Show every line of the entries below that contains the string "white". Case counts.
** Begin **
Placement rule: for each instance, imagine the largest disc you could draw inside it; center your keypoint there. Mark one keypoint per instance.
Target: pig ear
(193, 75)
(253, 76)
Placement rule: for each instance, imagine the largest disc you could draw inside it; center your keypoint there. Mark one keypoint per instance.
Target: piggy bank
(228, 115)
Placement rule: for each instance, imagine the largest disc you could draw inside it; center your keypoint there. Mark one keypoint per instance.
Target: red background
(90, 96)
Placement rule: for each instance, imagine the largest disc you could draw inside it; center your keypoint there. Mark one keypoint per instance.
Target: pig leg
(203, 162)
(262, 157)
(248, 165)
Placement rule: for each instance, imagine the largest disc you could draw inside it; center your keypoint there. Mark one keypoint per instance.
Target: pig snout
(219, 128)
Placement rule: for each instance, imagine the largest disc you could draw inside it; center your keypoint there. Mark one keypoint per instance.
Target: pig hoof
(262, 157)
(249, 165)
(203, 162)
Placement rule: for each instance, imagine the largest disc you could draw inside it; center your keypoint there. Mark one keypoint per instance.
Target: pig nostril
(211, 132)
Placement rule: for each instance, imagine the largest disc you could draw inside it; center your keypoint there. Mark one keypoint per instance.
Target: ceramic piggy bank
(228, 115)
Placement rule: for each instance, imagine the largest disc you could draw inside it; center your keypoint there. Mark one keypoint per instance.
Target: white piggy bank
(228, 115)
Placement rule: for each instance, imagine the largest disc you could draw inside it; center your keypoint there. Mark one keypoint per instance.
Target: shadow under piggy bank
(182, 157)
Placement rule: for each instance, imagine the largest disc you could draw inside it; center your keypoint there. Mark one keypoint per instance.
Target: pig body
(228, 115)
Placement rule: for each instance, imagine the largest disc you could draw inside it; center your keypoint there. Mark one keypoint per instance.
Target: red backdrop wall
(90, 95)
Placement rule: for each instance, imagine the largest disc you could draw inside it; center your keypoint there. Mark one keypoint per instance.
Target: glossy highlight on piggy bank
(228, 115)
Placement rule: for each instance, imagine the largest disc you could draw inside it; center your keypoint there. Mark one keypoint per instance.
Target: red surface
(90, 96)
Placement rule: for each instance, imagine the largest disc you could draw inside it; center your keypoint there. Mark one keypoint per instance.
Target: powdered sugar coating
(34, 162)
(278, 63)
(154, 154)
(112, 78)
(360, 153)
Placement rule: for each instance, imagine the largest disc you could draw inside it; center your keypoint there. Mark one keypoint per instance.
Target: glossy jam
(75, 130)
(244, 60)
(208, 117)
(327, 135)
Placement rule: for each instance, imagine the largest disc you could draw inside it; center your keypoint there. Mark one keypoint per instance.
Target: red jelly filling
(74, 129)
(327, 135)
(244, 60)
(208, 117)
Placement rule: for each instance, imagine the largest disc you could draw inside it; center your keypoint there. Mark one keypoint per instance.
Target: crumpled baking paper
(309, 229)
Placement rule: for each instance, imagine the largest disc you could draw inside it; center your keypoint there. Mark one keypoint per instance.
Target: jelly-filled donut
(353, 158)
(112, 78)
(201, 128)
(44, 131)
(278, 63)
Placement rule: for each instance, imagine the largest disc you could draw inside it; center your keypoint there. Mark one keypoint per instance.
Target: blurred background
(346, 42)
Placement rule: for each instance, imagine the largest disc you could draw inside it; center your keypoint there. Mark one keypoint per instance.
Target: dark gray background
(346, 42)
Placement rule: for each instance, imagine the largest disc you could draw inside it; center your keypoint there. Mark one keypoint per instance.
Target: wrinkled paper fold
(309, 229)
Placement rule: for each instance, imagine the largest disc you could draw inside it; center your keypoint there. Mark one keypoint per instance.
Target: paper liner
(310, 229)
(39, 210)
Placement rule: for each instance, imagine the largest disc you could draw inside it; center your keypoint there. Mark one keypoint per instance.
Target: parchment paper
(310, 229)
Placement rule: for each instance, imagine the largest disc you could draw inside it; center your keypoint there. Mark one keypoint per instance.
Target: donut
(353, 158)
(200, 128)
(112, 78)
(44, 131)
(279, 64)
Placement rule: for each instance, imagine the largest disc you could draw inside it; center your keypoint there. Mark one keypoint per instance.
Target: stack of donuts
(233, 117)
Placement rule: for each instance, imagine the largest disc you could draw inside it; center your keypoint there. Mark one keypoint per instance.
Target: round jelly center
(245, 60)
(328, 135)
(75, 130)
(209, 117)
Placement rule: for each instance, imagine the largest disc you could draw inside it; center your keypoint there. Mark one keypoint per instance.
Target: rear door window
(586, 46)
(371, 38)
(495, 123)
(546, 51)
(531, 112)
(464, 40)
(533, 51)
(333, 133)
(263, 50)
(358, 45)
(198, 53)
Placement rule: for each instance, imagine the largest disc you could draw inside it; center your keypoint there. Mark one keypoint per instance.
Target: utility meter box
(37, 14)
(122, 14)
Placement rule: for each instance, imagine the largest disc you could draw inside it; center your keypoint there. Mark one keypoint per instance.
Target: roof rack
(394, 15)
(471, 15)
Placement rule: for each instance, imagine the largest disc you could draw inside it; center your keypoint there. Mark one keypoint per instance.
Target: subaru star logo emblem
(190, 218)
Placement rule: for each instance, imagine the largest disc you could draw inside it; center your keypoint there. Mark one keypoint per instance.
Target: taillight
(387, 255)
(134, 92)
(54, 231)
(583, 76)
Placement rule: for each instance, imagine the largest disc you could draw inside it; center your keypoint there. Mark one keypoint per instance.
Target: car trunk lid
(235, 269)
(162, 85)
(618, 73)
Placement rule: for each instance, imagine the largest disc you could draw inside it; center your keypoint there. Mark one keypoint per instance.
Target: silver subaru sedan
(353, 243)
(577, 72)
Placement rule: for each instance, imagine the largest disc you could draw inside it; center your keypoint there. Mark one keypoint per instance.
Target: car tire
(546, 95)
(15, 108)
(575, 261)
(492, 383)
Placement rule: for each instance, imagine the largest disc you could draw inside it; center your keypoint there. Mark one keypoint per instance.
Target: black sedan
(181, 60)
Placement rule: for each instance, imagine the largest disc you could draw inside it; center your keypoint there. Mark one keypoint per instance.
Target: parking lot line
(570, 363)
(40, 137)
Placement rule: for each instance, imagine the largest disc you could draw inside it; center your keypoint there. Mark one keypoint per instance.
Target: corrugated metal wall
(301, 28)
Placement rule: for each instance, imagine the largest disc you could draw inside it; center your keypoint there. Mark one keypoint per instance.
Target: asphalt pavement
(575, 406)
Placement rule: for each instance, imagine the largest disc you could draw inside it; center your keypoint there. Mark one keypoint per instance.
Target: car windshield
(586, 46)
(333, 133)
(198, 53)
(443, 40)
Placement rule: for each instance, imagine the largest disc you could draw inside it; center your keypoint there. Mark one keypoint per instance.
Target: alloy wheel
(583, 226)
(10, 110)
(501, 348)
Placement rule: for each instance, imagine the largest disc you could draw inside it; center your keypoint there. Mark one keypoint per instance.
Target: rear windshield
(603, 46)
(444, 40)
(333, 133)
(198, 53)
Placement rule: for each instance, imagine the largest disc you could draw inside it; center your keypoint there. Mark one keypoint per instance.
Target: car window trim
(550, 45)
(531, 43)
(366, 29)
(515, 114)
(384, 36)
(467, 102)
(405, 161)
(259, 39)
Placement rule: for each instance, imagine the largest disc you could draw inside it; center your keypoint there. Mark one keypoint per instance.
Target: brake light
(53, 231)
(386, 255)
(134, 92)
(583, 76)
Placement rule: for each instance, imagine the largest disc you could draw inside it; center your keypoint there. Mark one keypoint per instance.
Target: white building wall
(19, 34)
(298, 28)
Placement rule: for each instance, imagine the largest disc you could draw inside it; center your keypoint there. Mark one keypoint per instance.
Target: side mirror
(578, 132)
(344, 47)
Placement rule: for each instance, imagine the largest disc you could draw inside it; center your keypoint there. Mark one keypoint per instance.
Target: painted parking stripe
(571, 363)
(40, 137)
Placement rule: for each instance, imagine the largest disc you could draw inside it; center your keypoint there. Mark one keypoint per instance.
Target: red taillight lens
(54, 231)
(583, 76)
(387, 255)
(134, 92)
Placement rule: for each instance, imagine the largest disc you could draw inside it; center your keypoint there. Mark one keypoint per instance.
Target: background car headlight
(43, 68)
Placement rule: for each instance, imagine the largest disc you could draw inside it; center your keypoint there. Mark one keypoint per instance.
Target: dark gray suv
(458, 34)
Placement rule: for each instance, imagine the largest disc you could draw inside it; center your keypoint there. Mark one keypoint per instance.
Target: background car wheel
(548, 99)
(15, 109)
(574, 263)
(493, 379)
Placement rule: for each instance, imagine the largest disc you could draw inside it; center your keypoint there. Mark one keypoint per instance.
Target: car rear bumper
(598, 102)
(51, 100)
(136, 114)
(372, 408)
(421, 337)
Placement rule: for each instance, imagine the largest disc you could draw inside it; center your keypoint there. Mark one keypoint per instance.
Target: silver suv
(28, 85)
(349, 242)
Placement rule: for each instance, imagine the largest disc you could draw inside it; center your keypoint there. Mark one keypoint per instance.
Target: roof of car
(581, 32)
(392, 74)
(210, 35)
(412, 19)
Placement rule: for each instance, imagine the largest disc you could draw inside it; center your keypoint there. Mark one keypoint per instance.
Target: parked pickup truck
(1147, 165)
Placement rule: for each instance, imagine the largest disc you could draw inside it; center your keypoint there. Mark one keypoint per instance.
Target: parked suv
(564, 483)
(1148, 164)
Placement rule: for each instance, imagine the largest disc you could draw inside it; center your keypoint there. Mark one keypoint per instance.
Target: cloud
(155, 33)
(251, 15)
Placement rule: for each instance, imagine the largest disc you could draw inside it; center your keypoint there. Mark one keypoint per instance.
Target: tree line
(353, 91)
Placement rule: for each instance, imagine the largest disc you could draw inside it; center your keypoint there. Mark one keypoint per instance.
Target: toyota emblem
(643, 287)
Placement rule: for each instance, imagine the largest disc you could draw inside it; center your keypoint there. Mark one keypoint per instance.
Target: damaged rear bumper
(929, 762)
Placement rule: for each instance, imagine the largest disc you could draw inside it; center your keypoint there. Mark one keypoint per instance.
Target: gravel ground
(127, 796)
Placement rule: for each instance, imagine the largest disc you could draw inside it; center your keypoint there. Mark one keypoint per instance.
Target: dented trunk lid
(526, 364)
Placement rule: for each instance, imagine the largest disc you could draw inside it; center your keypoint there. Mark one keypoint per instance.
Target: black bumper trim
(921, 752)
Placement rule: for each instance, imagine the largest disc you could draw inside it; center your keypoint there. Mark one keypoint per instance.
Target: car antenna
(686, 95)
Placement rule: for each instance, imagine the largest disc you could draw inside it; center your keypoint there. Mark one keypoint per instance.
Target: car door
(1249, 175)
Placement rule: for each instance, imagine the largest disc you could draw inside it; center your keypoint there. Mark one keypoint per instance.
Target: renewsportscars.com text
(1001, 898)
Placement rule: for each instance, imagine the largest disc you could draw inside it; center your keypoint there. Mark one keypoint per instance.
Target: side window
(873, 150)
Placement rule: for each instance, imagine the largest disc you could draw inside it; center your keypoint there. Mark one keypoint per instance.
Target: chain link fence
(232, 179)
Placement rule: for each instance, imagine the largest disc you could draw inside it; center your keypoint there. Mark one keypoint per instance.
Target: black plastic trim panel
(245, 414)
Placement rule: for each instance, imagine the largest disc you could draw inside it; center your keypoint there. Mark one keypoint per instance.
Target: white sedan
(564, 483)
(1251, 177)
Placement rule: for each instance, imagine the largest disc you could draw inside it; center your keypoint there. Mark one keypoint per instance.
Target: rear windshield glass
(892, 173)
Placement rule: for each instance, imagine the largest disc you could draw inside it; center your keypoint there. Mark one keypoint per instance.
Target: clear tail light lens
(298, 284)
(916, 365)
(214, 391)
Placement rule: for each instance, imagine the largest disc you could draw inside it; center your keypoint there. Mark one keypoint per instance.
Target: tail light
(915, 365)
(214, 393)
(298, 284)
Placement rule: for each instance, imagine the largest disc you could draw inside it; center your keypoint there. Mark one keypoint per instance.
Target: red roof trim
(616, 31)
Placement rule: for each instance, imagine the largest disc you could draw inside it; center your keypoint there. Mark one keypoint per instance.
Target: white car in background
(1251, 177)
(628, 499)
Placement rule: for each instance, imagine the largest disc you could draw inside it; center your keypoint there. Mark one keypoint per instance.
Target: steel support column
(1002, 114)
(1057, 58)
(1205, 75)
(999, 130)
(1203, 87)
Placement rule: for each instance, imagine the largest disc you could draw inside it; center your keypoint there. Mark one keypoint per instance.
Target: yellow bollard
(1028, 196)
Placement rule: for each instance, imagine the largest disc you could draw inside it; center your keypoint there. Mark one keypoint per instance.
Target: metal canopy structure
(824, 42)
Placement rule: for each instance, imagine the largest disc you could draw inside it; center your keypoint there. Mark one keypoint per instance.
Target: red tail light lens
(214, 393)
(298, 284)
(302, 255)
** End **
● FULL OUTPUT
Target: white piggy bank
Target: white building wall
Target: white sedan
Target: white car in background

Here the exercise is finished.